## What is expected
Transcribe all data verbatim. Skip the pictures.

[Region pointing data]
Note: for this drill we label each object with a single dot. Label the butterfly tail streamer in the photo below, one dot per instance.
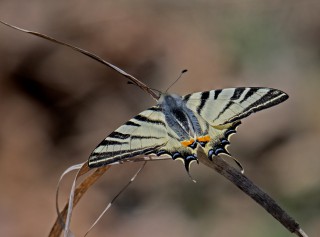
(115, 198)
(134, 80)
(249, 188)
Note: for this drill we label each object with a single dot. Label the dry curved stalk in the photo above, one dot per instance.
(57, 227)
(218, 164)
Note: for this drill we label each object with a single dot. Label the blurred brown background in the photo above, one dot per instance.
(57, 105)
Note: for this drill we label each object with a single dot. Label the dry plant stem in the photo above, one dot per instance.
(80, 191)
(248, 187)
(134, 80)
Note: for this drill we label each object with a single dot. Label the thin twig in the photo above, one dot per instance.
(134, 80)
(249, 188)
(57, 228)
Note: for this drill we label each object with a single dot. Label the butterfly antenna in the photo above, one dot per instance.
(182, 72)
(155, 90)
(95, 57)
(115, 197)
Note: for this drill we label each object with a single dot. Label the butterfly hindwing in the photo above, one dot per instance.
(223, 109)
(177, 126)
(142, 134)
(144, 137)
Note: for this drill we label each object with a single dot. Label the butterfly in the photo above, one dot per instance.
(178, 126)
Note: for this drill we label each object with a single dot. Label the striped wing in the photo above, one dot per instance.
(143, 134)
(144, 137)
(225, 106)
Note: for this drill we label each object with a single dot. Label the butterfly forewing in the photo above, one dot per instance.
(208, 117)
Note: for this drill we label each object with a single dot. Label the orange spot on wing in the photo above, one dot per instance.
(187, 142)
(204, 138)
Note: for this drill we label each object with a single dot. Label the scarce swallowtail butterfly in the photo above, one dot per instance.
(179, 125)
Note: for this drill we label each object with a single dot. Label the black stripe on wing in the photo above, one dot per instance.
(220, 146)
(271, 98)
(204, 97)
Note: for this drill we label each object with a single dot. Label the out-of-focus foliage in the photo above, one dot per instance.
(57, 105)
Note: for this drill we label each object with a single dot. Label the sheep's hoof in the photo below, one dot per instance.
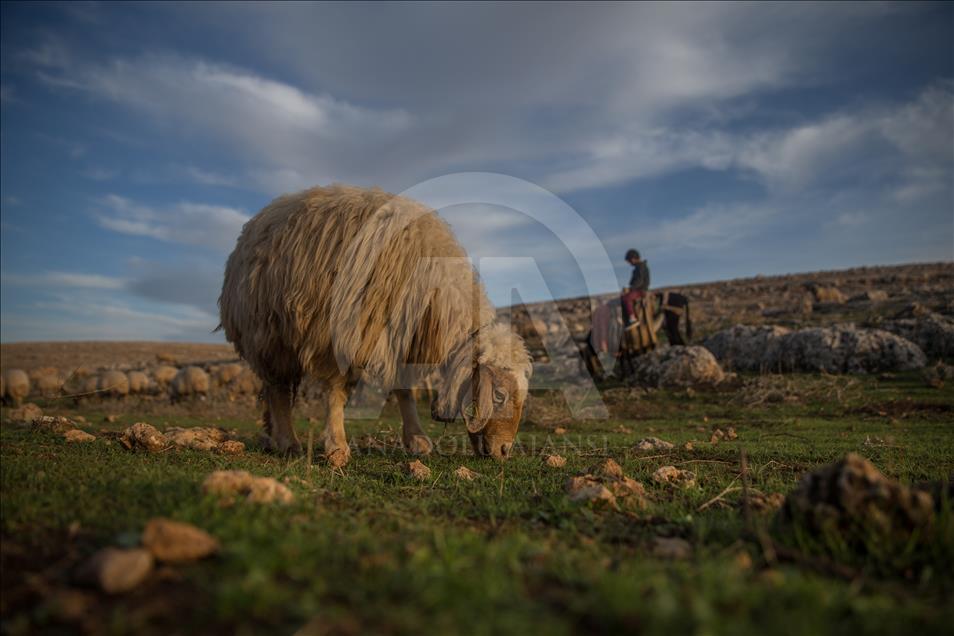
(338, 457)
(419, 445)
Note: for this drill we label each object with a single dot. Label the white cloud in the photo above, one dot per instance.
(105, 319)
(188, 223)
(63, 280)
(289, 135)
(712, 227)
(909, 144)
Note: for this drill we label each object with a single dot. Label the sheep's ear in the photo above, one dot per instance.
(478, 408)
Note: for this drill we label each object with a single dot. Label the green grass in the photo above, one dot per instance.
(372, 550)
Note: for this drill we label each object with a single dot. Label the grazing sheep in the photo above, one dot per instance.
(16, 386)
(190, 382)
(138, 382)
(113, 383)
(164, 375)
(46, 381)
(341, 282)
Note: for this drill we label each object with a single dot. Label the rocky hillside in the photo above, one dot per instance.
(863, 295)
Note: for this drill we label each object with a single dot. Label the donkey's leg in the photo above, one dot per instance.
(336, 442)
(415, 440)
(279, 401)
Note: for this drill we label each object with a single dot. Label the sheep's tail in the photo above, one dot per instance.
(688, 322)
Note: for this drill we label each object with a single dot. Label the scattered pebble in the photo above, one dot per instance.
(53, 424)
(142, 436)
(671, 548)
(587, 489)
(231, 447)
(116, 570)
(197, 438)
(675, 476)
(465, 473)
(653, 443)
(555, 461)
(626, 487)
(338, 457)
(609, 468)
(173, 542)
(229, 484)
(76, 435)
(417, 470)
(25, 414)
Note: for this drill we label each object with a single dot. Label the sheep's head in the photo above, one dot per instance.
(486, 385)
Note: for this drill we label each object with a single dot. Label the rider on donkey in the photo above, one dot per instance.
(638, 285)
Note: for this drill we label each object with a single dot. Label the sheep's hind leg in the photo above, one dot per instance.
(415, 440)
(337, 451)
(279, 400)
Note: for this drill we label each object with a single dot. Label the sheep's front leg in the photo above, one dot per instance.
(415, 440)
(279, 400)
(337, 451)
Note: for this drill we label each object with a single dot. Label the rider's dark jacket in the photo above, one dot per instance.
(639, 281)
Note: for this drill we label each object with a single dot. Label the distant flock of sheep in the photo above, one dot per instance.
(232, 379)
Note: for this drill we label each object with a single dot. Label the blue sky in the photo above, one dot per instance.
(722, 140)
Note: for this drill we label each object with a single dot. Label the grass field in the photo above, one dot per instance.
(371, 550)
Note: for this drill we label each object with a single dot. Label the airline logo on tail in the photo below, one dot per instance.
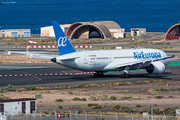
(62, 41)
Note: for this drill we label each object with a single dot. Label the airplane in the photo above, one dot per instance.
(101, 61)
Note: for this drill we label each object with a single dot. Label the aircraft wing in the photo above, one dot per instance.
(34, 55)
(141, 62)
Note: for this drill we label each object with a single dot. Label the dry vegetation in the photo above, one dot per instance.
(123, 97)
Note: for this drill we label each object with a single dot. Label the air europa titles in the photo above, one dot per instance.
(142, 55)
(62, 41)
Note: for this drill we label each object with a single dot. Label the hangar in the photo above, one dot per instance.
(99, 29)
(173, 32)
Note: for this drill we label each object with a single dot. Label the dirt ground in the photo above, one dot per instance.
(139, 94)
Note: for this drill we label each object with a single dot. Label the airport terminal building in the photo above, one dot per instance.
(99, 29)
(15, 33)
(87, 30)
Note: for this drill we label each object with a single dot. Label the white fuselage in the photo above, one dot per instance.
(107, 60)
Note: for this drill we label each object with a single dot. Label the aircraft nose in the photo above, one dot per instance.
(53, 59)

## Exercise response
Note: for this drill we label each object with a single dot. Label the butterfly tail streamer in the photo below, one dot per instance.
(115, 198)
(134, 80)
(249, 188)
Note: for this drill we label each object with a single dot. Label the dry curved stalk in the photo above, one dot per instance.
(57, 227)
(218, 164)
Note: for this drill we label each object with a single dot. Label the blurred brown background in the photo above, one dot per instance.
(57, 105)
Note: for this drill we label each object with a single dot. Label the dry plant stem in the photo above, one dot per instance.
(80, 191)
(248, 187)
(134, 80)
Note: for this drill we label each object with a single dot. Label the thin twig in the photo above, one dot per instance.
(134, 80)
(249, 188)
(57, 228)
Note: for this drill we label each object with a single dot. Label the butterfly antenna in the photo above, one dot per instance.
(182, 72)
(155, 90)
(95, 57)
(115, 197)
Note: for this drill we label each object with a single dot. Label the butterfly hindwing in the photo above, one dot per instance.
(223, 109)
(177, 126)
(142, 134)
(144, 137)
Note: for this drill we label each object with a single dot. Label the butterfly in the photo above, one dot per instance.
(178, 126)
Note: for this drill we label each object with a single dot. Label the striped wing in the photo above, one dot per instance.
(143, 134)
(144, 137)
(225, 106)
Note: for this drill we label each object with a single dot. Label the butterfly forewing in the photo above, one dot per instance.
(208, 117)
Note: for this drill we label each object with a single dot. Label the orange spot on wing in the photo above, one dot per instance.
(187, 142)
(204, 138)
Note: for this drill we label each object with a single dot. Label the scarce swallowtail butterfly in the photo above, one dot per instance.
(179, 125)
Note: for this drill we label each object with a single dot. Label the black stripe on wing in the photo above, one dot per instance.
(220, 146)
(271, 98)
(204, 97)
Note: for this drill we label each object with a single dot. Label the out-of-focus foliage in the photo above, one dot per instance.
(57, 105)
Note: for this drill we label each object with a single dot. Label the sheep's hoof in the photo below, one dot per instance.
(338, 457)
(419, 445)
Note: for this drill we label each object with a single dot. Label the white cloud in the photo above, one dot per instance.
(105, 319)
(188, 223)
(63, 280)
(289, 135)
(712, 227)
(909, 144)
Note: for this drill we label each object with a single dot. Label the sheep's ear in the photo above, one dot per instance.
(478, 408)
Note: for this drill we label each object with a single dot. Label the green grass in the photo above, one dot per instance.
(372, 550)
Note: for this drill we label each object with a single dot. Label the grazing sheep in the photo above, one dot per instance.
(16, 386)
(190, 382)
(138, 382)
(113, 383)
(164, 375)
(46, 381)
(341, 282)
Note: for this drill we label each object with a single dot. Label the rocky hillside in the photo above, one dot per instance.
(863, 295)
Note: for this drill we label each object with a single dot. Label the donkey's leg in the photo above, one dot per instance.
(336, 442)
(415, 440)
(279, 401)
Note: for this drill we label each object with a single dot. Label the sheep's tail in the photo above, one dot per instance.
(688, 322)
Note: for this drill we label each object with a single dot. Label the scattered pebble in the photo above, one dot per instance.
(53, 424)
(142, 436)
(671, 548)
(587, 489)
(231, 447)
(116, 570)
(197, 438)
(675, 476)
(465, 473)
(653, 443)
(555, 461)
(626, 487)
(338, 457)
(609, 468)
(173, 542)
(229, 484)
(76, 435)
(417, 470)
(25, 414)
Note: for this drill we label each object with a single dot. Label the sheep's head in the photo above, one dot per instance.
(486, 385)
Note: for this drill we label each object with a single dot. Label the rider on donkey in the photo above, one dot per instance.
(638, 285)
Note: for this drill we label each object with a single dot. Label the sheep's hind leg in the photo above, one dot per instance.
(415, 440)
(337, 451)
(279, 400)
Note: for this drill we label each object with a single dot. Label the sheep's front leg in the photo above, one dot per instance.
(415, 440)
(279, 400)
(337, 451)
Note: for this drill we label each object with a single dot. Label the rider's dark jacket in the photo above, one dot per instance.
(639, 281)
Note: for this drill we label each object with a single dot. Label the distant flock of sheep in the photo above, one dot per instance.
(232, 379)
Note: for this drill we label each object with a single dot. Label the blue sky in the photo above, one dot per instance.
(722, 140)
Note: for this drill we label each object with a single dot. Label the grass field in the photo above, one dot per instance.
(371, 550)
Note: for this drill we label each object with a single dot. Label the airline logo on tail in the photo below, one dot per instance.
(62, 41)
Note: for this drill we label each object with a single dot. Label the airplane in the photo above, one dot per instance.
(101, 61)
Note: for this drill we label each object with a single dot. Label the aircraft wing in the photo above, one dot per instance.
(34, 55)
(141, 62)
Note: for this drill we label each object with a single dot. Label the dry vegetation in the photo above, one dot per instance.
(123, 97)
Note: for this drill we label each object with a single dot. Label the air europa titles in the photo above, one dot per instance.
(142, 55)
(62, 41)
Note: for this drill we label each object with a single dot. Label the hangar in the photo above, one dot per instance.
(99, 29)
(173, 32)
Note: for this drill we label each object with a single dot. Label the dirt ground in the photo above, one dot per instance.
(139, 94)
Note: for this drill we label each object with a single dot. Label the airport terminal building in the photo above, one dot per instance.
(99, 29)
(15, 33)
(87, 30)
Note: for this drill we label each object with a single dot. Label the white fuselage in the photo above, one dot per instance.
(107, 60)
Note: for this drill we label each object with a single dot. Label the aircraft nose in the photo above, one dot per instance.
(53, 59)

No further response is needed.